■ The records:
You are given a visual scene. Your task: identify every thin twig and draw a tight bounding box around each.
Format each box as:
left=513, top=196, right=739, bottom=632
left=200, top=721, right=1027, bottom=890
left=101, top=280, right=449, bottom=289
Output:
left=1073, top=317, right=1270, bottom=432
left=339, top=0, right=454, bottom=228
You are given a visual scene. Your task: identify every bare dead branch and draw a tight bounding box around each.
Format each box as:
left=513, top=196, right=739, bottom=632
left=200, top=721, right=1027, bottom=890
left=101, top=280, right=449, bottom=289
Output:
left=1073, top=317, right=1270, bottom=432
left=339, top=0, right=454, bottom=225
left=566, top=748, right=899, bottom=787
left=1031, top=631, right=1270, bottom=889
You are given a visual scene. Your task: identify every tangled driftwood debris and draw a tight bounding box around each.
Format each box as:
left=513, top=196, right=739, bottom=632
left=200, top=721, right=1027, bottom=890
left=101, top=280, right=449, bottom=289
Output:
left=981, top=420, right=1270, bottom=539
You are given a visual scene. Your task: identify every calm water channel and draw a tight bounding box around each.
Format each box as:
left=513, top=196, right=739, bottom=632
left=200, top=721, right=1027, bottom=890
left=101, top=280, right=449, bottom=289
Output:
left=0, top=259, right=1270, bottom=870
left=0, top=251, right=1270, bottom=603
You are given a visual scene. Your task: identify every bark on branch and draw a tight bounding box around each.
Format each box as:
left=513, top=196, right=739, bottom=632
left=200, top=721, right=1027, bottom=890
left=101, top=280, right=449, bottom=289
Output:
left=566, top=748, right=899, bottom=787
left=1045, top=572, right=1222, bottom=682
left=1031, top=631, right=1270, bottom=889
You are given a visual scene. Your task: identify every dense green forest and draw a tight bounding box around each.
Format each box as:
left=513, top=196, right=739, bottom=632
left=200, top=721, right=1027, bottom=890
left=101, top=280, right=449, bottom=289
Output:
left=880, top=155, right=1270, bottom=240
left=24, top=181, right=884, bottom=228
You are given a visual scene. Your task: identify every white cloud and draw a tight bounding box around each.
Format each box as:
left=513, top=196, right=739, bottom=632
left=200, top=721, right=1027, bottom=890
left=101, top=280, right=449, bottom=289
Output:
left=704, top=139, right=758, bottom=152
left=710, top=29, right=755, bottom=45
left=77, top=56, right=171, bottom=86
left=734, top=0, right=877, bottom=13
--
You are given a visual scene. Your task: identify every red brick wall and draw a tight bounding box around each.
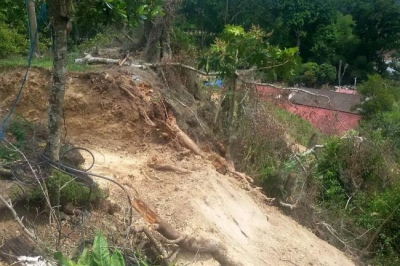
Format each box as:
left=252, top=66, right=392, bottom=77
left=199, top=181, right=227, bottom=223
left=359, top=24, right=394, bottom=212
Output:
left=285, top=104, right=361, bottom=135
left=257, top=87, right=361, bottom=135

■ Exercise requirements: Change "tangled driftwood debris" to "floating plastic debris" in everything from the line containing "You are given a visual scene. Your task: identify every tangled" down to the line containing "left=981, top=420, right=1270, bottom=539", and give back only those lines with nothing else altered.

■ Complete answer:
You are given a visual scene. Your task: identify every floating plastic debris and draw a tight bounding box around each.
Format each box as:
left=513, top=196, right=739, bottom=632
left=200, top=721, right=1027, bottom=890
left=101, top=280, right=449, bottom=289
Output:
left=981, top=420, right=1270, bottom=539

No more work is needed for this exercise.